**Task instructions**. Each record is to be printed exactly as given, down to the last mark.
------------
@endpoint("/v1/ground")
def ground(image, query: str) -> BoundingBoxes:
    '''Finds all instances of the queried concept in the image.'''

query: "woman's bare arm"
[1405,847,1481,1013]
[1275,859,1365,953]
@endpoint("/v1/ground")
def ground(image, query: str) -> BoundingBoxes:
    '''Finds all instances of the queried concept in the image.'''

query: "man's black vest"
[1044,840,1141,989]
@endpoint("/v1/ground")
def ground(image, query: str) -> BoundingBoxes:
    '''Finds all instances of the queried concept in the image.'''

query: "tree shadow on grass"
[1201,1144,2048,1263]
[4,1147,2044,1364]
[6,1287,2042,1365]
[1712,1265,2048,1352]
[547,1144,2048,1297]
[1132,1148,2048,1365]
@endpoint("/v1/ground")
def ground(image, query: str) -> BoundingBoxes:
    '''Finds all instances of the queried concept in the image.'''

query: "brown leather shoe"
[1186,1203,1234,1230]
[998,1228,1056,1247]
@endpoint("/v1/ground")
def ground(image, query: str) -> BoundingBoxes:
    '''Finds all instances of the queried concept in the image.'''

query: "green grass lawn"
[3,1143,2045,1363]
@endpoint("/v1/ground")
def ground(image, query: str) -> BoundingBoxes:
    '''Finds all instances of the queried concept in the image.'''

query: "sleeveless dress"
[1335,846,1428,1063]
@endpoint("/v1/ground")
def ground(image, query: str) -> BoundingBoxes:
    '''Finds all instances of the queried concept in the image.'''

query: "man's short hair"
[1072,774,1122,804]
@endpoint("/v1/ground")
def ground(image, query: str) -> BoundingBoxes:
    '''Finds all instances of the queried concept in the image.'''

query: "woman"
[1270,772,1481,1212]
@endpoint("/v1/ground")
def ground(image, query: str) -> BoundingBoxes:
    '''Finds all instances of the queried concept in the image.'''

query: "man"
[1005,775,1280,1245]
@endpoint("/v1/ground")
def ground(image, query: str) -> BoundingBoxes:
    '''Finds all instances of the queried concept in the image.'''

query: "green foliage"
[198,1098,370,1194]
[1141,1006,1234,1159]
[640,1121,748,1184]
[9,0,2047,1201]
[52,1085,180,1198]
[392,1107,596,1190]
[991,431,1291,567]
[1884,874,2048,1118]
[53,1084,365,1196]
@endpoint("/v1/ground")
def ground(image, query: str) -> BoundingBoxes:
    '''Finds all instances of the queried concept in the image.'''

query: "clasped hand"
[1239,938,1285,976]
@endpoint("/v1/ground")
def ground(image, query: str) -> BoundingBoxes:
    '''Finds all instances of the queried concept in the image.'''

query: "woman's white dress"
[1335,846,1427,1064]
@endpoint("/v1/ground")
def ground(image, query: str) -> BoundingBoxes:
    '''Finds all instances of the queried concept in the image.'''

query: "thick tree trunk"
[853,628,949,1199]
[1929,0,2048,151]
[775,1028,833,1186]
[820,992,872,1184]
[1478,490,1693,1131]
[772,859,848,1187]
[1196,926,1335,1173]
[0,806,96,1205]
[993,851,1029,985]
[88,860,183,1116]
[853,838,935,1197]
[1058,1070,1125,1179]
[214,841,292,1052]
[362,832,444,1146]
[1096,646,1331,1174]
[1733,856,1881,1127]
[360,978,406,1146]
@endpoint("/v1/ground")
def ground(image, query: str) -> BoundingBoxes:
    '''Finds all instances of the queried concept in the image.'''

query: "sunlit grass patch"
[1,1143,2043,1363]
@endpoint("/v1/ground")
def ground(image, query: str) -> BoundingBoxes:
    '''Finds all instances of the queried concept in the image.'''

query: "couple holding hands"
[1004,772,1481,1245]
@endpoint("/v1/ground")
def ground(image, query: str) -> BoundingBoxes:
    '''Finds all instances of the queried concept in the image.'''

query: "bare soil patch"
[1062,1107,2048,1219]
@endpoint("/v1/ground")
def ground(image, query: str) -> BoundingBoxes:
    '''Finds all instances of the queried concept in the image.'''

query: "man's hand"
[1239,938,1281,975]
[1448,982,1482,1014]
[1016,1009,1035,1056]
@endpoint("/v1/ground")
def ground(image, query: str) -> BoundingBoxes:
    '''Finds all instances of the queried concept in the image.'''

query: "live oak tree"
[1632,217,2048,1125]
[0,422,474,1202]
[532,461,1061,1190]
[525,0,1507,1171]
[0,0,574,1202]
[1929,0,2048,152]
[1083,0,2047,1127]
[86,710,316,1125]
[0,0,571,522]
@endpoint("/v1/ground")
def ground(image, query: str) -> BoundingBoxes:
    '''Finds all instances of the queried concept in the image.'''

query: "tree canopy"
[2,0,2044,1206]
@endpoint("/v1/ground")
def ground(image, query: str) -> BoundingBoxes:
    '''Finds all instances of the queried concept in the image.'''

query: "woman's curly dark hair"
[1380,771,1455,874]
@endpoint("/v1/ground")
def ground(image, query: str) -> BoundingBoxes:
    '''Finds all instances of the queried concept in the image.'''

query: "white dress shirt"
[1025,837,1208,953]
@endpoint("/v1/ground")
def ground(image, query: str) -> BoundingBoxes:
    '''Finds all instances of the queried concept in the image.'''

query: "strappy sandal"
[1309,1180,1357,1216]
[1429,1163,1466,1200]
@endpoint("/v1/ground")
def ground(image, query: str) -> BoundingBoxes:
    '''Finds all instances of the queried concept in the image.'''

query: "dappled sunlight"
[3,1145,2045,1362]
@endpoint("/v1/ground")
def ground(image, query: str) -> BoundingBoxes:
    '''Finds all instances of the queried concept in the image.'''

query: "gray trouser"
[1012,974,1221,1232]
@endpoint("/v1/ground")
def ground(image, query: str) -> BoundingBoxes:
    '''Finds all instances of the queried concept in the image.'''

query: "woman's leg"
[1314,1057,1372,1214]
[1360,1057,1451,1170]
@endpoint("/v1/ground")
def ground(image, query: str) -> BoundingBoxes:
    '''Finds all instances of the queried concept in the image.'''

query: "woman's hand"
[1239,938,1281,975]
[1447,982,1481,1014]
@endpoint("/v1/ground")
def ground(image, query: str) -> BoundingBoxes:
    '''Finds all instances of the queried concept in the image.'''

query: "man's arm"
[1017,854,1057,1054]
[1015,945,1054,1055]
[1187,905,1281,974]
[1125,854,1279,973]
------------
**Task response**.
@endpoint("/v1/ground")
def ground(image, query: str) -> BoundingBoxes:
    '''Finds all instances of the queried concept in the image.'''

query: "woman's bare arm"
[1405,847,1481,1013]
[1275,859,1365,953]
@endpoint("/v1/ground")
def ground(image, query: str) -> BoundingBoxes:
    '''Finds all instances of the queried concept in the image.'''

query: "man's black vest"
[1044,840,1141,989]
@endpoint("/v1/ground")
def ground(image, query: str) -> BoundingBoxes:
    '''Finds all instances of the queried concept in the image.'''

query: "tree shadow on grass"
[1201,1144,2048,1263]
[4,1147,2044,1364]
[6,1287,2042,1365]
[1712,1265,2048,1352]
[547,1144,2048,1297]
[1132,1148,2048,1365]
@endpoint("/v1/ground")
def ground(image, query: str) -> BoundingBoxes:
    '''Finds all instances of the queried concept in the image.'''

query: "brown leather shoe"
[1186,1203,1234,1230]
[998,1228,1056,1247]
@endpoint("/v1/ground")
def ground(image, query: str) -> BoundingBoxes:
    '''Finds all instances of the queried concept in the image.'''

query: "green grass lawn"
[3,1143,2045,1363]
@endpoint("/v1/ground")
def ground(image, query: str) -> BoundingBoxes:
    '''Finds all instances of the queried concept in the image.'''

query: "sleeveless dress"
[1335,846,1428,1063]
@endpoint("/v1/ground")
def ground(image, query: str) -> BoundingBoxes:
    '''Finds all instances of the queried concept in the image.'''

query: "man's short hair"
[1072,774,1122,804]
@endpoint("/v1/ground")
def ground(image, query: str) -> BoundingBoxes:
    '''Finds all instances of the queried concept in the image.'''

query: "woman"
[1270,772,1481,1212]
@endpoint("/v1/ground")
def ground(image, query: str) -> BoundingBoxes:
    '''Finds all instances of the queried concept in the image.'''

query: "man"
[1005,775,1280,1245]
@endpoint("/v1/ground")
def ground(image, query: str) -> BoundingBoxes:
    '''Finds all instances of the queried concept in the image.'''

query: "green foliage"
[198,1098,370,1194]
[1141,1006,1234,1159]
[640,1121,748,1184]
[9,0,2047,1201]
[52,1085,180,1198]
[392,1107,596,1190]
[991,431,1291,567]
[1884,874,2048,1118]
[53,1084,365,1196]
@endpoint("/v1/ground")
def ground(image, query: str) -> BoundingBoxes:
    '''Finds all instances of the queried concept in the image.'''

query: "clasped hand"
[1239,938,1285,976]
@endpoint("/v1/ground")
def ground(image, query: str) -> BoundingBoxes:
    '''Finds all instances of the queried concept in the image.'''

query: "woman's white dress"
[1335,846,1427,1064]
@endpoint("/v1/ground")
def ground(image, query: str) -> BoundingBoxes:
    '''Finds all instances of the queried concept in the image.'''

query: "thick tree trunk"
[853,628,949,1199]
[1929,0,2048,151]
[775,1028,833,1186]
[820,992,872,1184]
[1478,490,1693,1131]
[772,859,848,1187]
[1196,926,1335,1173]
[0,806,96,1205]
[993,851,1029,985]
[88,860,183,1116]
[853,838,935,1197]
[1058,1070,1125,1179]
[214,841,292,1052]
[362,832,444,1146]
[1096,646,1331,1174]
[1733,856,1881,1127]
[360,978,406,1146]
@endpoint("/v1/ground")
def ground(image, query: str) -> BoundingBoxes:
    '''Finds all instances of the queried concept in the image.'''

query: "sunlit grass patch"
[1,1143,2043,1363]
@endpoint("/v1/ground")
def ground(image, query: str) -> BoundingBoxes:
    '''Finds all instances of the queried concept in the image.'''

query: "couple holding hands"
[1004,772,1481,1245]
@endpoint("/v1/ground")
def ground(image, query: str) -> BoundingBoxes:
    '''Finds all instances of the queried concept in the image.'''

query: "bare soil patch"
[1062,1107,2048,1219]
@endpoint("/v1/ground")
def ground(image, query: str) -> BoundingBoxes:
    '''Finds all instances of the queried concept in the image.'''

query: "man's hand"
[1239,938,1281,975]
[1448,982,1482,1014]
[1016,1009,1035,1056]
@endpoint("/v1/ground")
def ground(image, query: str) -> BoundingBoxes:
    '''Finds all instances of the queried concept in the image.'''

query: "live oak tree"
[1632,217,2048,1125]
[0,422,474,1202]
[532,461,1061,1190]
[525,0,1507,1171]
[0,0,574,1202]
[1929,0,2048,152]
[1083,0,2047,1127]
[86,710,316,1125]
[0,0,571,522]
@endpoint("/v1/ground")
def ground(image, query: str) -> BoundingBoxes:
    '''Finds all instances of the queried concept in the image.'''

query: "tree canopy"
[2,0,2044,1206]
@endpoint("/v1/ground")
def ground(image, query: str) -> BoundingBoxes:
    '''Finds all instances of the queried concept in the image.'''

query: "woman's curly dark hair"
[1380,771,1455,874]
@endpoint("/v1/ground")
def ground(image, query: str) -> BoundingBoxes:
    '''Finds all instances of the queried concept in the image.'''

query: "white dress shirt"
[1025,837,1208,953]
@endpoint("/v1/ground")
def ground(image, query: str) -> BoundingBoxes:
    '''Finds all instances of the queried concept in the image.'''

query: "strappy sandal"
[1309,1180,1357,1216]
[1429,1163,1466,1200]
@endpoint("/v1/ground")
def ground(image, query: str) -> BoundingBoxes:
    '''Finds all instances of the queried concept in the image.'''

query: "dappled sunlight"
[3,1145,2045,1362]
@endpoint("/v1/ground")
def ground(image, query: str) -> BoundingBoxes:
    '''Finds all instances of the queried concept in the image.'''

query: "gray trouser"
[1012,974,1221,1232]
@endpoint("/v1/ground")
def ground(image, query: str) -> BoundingBoxes:
    '''Finds all instances of the queried concept in the image.'''

query: "woman's leg"
[1314,1057,1372,1214]
[1360,1057,1451,1170]
@endpoint("/v1/ground")
def ground(image, query: str) -> BoundingBoxes:
    '''Finds all instances of the queried concept in the image.'''

query: "woman's hand"
[1239,938,1281,975]
[1447,982,1481,1014]
@endpoint("/v1/ground")
def ground(image, query: str) -> BoundingBoxes:
    '''Finds all instances of the queried concept in the image.'''

query: "man's arm"
[1017,854,1057,1054]
[1015,945,1054,1055]
[1187,905,1281,974]
[1125,854,1279,973]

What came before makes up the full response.